(RECORD EXCERPTS Opens)
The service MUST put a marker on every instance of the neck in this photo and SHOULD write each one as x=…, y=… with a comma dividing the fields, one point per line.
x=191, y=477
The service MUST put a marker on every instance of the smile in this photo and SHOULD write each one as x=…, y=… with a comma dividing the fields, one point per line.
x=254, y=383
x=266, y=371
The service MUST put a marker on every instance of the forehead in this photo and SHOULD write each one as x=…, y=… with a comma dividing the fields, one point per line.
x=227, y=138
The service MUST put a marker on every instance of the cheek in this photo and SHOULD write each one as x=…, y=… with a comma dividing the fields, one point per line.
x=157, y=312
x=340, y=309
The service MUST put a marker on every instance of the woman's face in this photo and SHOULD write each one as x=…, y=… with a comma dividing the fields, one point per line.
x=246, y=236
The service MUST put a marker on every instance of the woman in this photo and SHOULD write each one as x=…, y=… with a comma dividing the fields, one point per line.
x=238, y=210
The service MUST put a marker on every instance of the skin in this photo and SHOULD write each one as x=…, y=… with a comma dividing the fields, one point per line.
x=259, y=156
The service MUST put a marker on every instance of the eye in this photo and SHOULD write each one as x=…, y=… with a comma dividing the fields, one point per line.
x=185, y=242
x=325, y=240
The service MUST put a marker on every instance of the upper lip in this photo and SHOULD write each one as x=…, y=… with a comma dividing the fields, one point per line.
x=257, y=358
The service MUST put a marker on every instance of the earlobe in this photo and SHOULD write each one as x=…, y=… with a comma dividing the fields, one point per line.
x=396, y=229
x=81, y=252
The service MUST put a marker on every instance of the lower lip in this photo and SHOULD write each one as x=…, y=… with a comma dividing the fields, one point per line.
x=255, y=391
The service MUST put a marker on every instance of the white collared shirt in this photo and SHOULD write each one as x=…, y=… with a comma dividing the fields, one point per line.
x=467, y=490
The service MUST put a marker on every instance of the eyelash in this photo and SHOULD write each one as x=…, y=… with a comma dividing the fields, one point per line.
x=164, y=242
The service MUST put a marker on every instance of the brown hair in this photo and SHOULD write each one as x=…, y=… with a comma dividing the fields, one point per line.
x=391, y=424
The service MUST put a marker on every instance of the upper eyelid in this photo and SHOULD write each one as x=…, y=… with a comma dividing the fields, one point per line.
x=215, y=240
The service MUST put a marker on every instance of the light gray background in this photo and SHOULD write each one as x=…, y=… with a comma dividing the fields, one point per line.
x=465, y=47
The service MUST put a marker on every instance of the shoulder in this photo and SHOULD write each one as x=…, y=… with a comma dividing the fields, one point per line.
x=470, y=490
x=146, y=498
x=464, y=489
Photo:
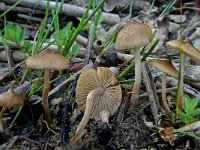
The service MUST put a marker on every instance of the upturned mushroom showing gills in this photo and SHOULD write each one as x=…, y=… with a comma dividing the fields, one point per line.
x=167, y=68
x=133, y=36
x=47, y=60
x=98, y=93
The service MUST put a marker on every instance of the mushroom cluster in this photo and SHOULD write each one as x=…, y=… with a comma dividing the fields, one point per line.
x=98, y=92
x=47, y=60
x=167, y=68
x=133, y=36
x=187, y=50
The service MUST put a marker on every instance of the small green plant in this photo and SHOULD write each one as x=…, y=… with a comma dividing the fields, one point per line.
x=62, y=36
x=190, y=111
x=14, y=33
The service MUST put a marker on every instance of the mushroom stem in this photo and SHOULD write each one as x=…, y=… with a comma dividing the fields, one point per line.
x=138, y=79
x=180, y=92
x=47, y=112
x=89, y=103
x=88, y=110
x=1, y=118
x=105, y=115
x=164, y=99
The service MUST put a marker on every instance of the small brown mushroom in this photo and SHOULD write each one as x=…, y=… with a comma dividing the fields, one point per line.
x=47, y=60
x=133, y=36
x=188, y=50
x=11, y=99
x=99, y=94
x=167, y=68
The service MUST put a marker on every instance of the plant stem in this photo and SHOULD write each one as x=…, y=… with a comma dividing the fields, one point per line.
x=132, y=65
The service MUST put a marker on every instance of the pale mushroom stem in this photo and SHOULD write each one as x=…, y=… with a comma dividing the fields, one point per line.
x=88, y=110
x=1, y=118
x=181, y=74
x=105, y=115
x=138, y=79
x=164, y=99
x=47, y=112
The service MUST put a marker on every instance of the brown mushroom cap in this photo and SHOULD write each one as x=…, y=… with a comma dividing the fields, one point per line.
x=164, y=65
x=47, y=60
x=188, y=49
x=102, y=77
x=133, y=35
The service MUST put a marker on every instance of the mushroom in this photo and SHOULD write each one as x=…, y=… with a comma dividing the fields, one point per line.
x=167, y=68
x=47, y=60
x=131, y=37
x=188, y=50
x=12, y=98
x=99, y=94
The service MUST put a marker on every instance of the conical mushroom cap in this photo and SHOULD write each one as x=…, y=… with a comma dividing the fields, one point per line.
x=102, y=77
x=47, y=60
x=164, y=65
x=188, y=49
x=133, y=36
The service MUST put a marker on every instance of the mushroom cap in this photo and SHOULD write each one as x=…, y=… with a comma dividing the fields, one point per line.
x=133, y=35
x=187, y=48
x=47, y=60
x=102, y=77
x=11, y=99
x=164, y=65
(RECORD EXCERPTS Closes)
INSTRUCTIONS FOR THE TASK: Print the entire listing above verbatim. No picture should be included.

SOLUTION:
The service MUST put a marker on every instance of the neck in this photo and SHOULD write each one as x=…, y=… with a comma dividing the fields, one point per line.
x=191, y=477
The service MUST put a marker on every instance of the smile in this photo and SHOULD write each one as x=…, y=… with a comma dividing the fields, one point per line.
x=254, y=383
x=266, y=371
The service MUST put a marker on every instance of the forehead in this photo and SHOULD write each one as x=…, y=… with a comma dividing the fields, one point per line.
x=227, y=138
The service MUST put a marker on every instance of the cheek in this photo and SHOULD write each one as x=…, y=… with a comma dividing the fields, one point per line.
x=157, y=312
x=340, y=309
The service MUST put a marker on every instance of the woman's face in this photo and SHOULD write each one as x=…, y=… with a comma dividing the fields, one point per line.
x=246, y=236
The service MUST put a marker on every instance of the woman in this photo and SHOULD write each one as x=…, y=… with a comma dividing the fields, one point per line.
x=238, y=210
The service MUST put a marker on every instance of the skin in this photo and SHOULD write each one as x=…, y=… with a comma dividing the fields, one point per line.
x=259, y=156
The service MUST put a marker on every instance of the eye in this photo and SHOULD write each one as x=…, y=… with a comma dividing the fields, one point per line.
x=185, y=242
x=325, y=240
The service MUST put a marker on every instance of the upper lip in this photo and SHOULD write each one as x=…, y=… with a comma dividing the fields, one point per line.
x=257, y=358
The service MUST put a marker on every instance of the earlobe in this photo and SHOULD write each one as x=…, y=… with a comma dividing the fields, one point per line.
x=396, y=229
x=81, y=252
The service MUST put a marker on every instance of the lower lip in this photo and SHOULD write each one as x=…, y=… with a comma dividing the fields, one point per line.
x=255, y=391
The service MUST put a marker on every instance of the white collared shirt in this photo and SHOULD write each one as x=…, y=… with a comma dividing the fields, one point per line.
x=467, y=490
The service MUST put a marker on every instance of the eyelash in this photo and SHOULD write each one as x=…, y=… with a comma dividing the fields, one point per line.
x=164, y=242
The service MUST put a marker on every instance of the brown hair in this photo and SHOULD write each one as x=…, y=… with a comma dividing the fields, one point per line.
x=391, y=424
The service MUST put a marker on every instance of the upper eyelid in this photo and SHOULD write each one as x=…, y=… with a comma dividing the fields, one point per line.
x=215, y=240
The service MUST put a marker on every instance of the light gray background in this photo and SHOULD write each one as x=…, y=… with a comma dividing the fields, one point per line.
x=465, y=47
The service MUST put a marker on every instance of the shoulder in this photo and SHOULD write each one as x=…, y=… with a comma dividing the fields, one point per line.
x=470, y=490
x=146, y=498
x=464, y=489
Photo:
The service MUST put a marker on every instance of the upturned mushroom showing gills in this photo and SHOULD write each one as x=…, y=… with a comma dividing the fields, one point per line.
x=167, y=68
x=133, y=36
x=47, y=60
x=98, y=93
The service MUST put a marker on every instance of the mushroom cluster in this photo and SHOULD write each one as x=…, y=… with a comma dividing the fields, one point per line.
x=98, y=92
x=47, y=60
x=167, y=68
x=133, y=36
x=187, y=50
The service MUST put a marker on every instance of the small green plant in this photo and SHOULD write each one as x=…, y=… with a comma dividing the fields, one point per line.
x=62, y=36
x=190, y=111
x=14, y=33
The service MUST put a marker on every instance of the mushroom stem in this photo and SHOULD write each one as x=…, y=… with a comma dividing the fields, one point per line.
x=138, y=79
x=180, y=92
x=47, y=112
x=89, y=103
x=88, y=110
x=1, y=118
x=105, y=115
x=164, y=99
The service MUST put a marker on every instance of the small brown mushroom in this photo and SHOULD write each one as x=…, y=… with a comma dividing the fields, one point per line.
x=47, y=60
x=133, y=36
x=188, y=50
x=11, y=99
x=99, y=94
x=167, y=68
The service MUST put a marker on every instance of the plant stem in this photo and SHOULD write each one as x=…, y=… with a comma dividing the fields, one point per line.
x=132, y=65
The service MUST put a marker on every instance of the pale mushroom stem in this photo and SHOULD write each one as x=…, y=… with a comma dividing the fields, one point per line.
x=88, y=110
x=1, y=118
x=181, y=74
x=105, y=115
x=138, y=79
x=164, y=99
x=47, y=112
The service MUST put a marker on every instance of the brown mushroom cap in this photo and SHOULD write each one as x=…, y=… with a comma dividing the fields, one point per line.
x=164, y=65
x=47, y=60
x=188, y=49
x=102, y=77
x=133, y=35
The service MUST put a marker on every instance of the mushroom in this photo and SHOULD write each one as x=…, y=… with a comma dividing the fields, one point per line.
x=167, y=68
x=47, y=60
x=131, y=37
x=188, y=50
x=12, y=98
x=99, y=94
The service MUST put a marker on every instance of the conical mushroom cap in this photo and SHOULD write each one as x=…, y=… with a comma dividing the fields, one point per line.
x=102, y=77
x=47, y=60
x=164, y=65
x=188, y=49
x=133, y=36
The service MUST put a marker on every instance of the mushroom cap in this photo and SHOULD write each one as x=…, y=… with a comma dividing the fields, one point per line.
x=133, y=35
x=187, y=48
x=47, y=60
x=102, y=77
x=11, y=99
x=164, y=65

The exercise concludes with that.